_Op te lossen_. Ga verder met het verhaal hieronder over de mountainbiketocht langs de Trübsee, direct na de laatste zin.

_Gegeven tekst_.
----------
We gaan, met sneeuw in onze kragen, over door locals aangelegde Trübsee-Untertrübsee-trail, ook wel Trudy-trail genoemd, naar de plaatselijke hüttenwirt, naar beneden. Hier geen dikke sprongen of kombochten, maar wederom een technisch terrein. Ook al is deze route aangelegd voor bikers, hij voelt nog steeds zeer natuurlijk. Of beter; als een eindeloze achtbaan! Flowend gaan we met de handen van de remmen de berg af. Het vakwerk spat er van af. Een echte freeride-track om van te smullen

Heksenbos

Onderaan de Trudy-trail ligt de Trübsee, een prachtig bergmeer. Het meer lijkt in zijn eigen dal te liggen en is echt een verstopte parel. Vanuit het dorp kan je het meer namelijk niet zien liggen. Nadat we om het water heen zijn gereden pakken we de route weer op door een mooi dal. Het pad neemt ons dwars door het Hexenwald waarvan de einheimischen ooit dachten dat er heksen woonden. Gelukkig zijn we deze niet tegen gekomen.
----------
_Overzicht_.
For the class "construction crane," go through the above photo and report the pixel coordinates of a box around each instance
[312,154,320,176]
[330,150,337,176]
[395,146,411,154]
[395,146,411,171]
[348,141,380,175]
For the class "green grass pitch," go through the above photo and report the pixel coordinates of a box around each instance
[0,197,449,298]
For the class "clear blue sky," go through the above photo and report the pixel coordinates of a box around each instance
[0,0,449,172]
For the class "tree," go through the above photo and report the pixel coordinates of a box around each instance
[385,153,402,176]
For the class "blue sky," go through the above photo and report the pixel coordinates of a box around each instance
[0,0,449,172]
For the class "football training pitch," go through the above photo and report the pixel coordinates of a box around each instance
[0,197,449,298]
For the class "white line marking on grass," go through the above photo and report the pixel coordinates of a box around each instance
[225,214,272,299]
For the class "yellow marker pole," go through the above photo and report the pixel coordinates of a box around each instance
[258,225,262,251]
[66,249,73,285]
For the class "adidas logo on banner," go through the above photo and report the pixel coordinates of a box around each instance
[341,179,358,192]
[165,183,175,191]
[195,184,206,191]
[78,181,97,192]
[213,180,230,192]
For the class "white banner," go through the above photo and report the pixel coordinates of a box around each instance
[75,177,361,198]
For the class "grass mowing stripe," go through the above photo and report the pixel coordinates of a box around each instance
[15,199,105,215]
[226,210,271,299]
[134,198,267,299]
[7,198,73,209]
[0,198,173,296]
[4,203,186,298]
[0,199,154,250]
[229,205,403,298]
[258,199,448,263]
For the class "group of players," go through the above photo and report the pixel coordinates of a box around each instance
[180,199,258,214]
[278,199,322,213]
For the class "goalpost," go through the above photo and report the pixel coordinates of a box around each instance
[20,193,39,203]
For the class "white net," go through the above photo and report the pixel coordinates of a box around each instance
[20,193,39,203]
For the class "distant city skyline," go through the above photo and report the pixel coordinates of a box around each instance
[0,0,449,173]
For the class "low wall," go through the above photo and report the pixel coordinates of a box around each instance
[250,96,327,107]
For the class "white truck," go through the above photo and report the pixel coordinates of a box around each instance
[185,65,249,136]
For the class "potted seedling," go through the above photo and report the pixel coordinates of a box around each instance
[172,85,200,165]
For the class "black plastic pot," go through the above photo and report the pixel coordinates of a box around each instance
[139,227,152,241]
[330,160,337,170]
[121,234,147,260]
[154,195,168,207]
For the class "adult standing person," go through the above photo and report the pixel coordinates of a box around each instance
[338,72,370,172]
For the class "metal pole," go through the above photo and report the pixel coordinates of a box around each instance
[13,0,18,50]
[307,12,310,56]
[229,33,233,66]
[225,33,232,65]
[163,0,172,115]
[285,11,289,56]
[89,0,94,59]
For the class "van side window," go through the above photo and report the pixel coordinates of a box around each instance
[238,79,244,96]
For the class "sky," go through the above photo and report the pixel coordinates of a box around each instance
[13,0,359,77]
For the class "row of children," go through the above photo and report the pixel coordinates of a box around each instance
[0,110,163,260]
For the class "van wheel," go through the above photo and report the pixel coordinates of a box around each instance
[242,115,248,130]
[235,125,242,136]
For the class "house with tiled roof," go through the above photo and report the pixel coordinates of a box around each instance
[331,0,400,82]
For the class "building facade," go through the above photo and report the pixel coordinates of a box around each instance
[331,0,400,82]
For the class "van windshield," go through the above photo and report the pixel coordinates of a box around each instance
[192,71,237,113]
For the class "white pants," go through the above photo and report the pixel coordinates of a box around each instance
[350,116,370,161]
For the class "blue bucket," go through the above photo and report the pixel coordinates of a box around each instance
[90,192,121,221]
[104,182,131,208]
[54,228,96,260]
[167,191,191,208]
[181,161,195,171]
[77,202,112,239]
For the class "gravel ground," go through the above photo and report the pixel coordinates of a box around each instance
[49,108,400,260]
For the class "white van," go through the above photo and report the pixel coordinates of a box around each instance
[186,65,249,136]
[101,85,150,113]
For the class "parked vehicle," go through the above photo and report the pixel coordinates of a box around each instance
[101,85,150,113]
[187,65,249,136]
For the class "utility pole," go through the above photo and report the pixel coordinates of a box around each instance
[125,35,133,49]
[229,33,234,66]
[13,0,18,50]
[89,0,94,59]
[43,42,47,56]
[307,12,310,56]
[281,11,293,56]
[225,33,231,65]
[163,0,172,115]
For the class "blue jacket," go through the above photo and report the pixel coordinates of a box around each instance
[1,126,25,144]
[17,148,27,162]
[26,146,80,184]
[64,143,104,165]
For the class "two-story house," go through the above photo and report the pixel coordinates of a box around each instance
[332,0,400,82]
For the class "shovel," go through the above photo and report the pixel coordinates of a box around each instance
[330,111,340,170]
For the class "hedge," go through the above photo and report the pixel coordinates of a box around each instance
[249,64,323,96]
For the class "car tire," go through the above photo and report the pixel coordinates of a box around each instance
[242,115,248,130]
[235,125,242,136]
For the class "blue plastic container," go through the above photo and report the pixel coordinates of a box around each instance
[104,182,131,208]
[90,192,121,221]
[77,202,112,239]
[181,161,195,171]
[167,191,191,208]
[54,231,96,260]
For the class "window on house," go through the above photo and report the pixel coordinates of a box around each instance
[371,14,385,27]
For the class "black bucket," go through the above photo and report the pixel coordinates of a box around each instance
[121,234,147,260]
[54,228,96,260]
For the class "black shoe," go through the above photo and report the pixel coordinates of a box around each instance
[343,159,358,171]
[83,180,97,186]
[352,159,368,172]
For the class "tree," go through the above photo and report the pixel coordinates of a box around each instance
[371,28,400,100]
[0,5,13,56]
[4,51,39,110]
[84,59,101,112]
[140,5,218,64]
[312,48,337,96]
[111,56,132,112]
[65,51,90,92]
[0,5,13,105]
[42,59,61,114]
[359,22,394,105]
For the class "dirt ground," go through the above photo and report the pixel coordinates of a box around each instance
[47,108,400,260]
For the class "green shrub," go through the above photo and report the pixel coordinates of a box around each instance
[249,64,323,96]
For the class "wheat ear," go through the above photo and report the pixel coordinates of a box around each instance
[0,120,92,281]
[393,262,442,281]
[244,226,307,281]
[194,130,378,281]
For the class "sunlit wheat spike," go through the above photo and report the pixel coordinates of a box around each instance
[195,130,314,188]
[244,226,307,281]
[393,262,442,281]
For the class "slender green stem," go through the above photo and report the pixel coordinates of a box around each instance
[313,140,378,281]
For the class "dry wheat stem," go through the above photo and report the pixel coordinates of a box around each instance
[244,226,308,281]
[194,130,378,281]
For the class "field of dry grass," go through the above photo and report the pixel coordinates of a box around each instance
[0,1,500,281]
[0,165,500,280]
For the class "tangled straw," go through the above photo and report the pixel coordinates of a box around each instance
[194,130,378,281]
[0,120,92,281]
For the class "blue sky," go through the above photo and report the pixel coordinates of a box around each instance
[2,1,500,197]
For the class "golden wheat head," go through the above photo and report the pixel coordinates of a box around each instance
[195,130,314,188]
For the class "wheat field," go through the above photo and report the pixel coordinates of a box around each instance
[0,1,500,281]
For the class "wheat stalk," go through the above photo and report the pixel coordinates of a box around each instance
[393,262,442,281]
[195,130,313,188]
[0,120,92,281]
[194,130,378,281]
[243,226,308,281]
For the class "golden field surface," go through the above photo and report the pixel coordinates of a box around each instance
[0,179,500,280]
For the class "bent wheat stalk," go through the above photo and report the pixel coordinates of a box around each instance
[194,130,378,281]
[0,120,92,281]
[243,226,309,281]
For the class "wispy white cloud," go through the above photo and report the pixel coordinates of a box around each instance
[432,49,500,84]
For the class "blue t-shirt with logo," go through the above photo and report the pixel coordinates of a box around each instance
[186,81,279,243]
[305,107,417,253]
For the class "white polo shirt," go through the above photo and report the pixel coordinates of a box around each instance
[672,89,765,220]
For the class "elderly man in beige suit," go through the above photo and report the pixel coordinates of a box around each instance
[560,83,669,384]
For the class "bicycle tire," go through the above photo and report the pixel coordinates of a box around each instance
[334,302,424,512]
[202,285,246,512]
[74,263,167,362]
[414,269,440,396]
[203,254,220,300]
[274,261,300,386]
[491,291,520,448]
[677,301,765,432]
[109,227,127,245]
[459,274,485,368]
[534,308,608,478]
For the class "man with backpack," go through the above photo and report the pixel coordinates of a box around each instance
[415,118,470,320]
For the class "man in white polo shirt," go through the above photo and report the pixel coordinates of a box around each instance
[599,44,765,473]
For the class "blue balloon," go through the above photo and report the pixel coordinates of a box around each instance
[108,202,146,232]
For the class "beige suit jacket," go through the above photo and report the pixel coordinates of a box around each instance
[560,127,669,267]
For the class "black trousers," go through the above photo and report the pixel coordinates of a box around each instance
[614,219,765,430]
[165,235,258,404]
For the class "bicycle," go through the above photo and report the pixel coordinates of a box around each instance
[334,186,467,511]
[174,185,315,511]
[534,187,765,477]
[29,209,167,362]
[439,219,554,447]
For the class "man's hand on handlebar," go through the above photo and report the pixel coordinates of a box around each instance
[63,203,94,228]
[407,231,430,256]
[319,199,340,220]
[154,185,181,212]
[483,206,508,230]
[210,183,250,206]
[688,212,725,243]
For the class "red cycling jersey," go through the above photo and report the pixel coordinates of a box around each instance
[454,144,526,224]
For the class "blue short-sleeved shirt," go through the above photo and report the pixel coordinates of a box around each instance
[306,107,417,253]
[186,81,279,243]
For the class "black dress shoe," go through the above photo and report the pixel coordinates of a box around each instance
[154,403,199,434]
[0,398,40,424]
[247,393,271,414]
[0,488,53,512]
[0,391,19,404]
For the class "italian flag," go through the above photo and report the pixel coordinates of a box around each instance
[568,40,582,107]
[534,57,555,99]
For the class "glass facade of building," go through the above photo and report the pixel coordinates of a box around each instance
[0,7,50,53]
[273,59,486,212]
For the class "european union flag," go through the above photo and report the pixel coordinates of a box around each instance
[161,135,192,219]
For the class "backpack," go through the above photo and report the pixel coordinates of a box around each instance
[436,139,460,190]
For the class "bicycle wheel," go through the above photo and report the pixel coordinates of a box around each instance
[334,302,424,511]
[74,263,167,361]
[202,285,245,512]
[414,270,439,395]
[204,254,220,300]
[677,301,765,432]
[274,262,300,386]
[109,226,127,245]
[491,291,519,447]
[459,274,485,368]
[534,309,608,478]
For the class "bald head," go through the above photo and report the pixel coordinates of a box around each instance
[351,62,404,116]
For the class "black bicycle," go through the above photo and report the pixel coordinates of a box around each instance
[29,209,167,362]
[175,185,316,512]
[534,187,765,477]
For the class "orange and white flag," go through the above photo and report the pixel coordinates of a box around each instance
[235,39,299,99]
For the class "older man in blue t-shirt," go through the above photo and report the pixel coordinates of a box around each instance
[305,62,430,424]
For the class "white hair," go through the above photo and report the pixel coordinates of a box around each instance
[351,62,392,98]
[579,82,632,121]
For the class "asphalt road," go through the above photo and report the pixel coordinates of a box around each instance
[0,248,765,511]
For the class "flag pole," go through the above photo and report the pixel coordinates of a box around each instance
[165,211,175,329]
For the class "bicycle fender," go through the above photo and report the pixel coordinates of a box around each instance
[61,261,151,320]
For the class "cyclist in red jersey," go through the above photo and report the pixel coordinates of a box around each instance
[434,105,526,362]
----------
_Het resultaat_.
Wat we daar wel tegenkomen zijn grote keien, het was dan ook een hele prestatie om op de fiets te blijven zitten. Eenmaal terug in het dorp sluiten we de dag af in één van de vele hippe barretjes die het dorp rijk is, met uitzicht op de bergen die wij zojuist overmeesterd hebben. Wat er nog ontbreekt? Een biertje van het lokale klooster!

Sneeuw in augustus, dat kan gewoon in Engelberg.

De Trudy-trail vanaf de Jochpass naar de Trübsee.

De route van de Trübsee naar de Untertrübsee loopt door een stille vallei. Dat wil zeggen: ’s zomers. Want ’s winters vliegen de skiërs je hier om de oren!

“Kijk, daar ligt het Heksenbos.”

De kolossale benedictijner abdij van Engelberg.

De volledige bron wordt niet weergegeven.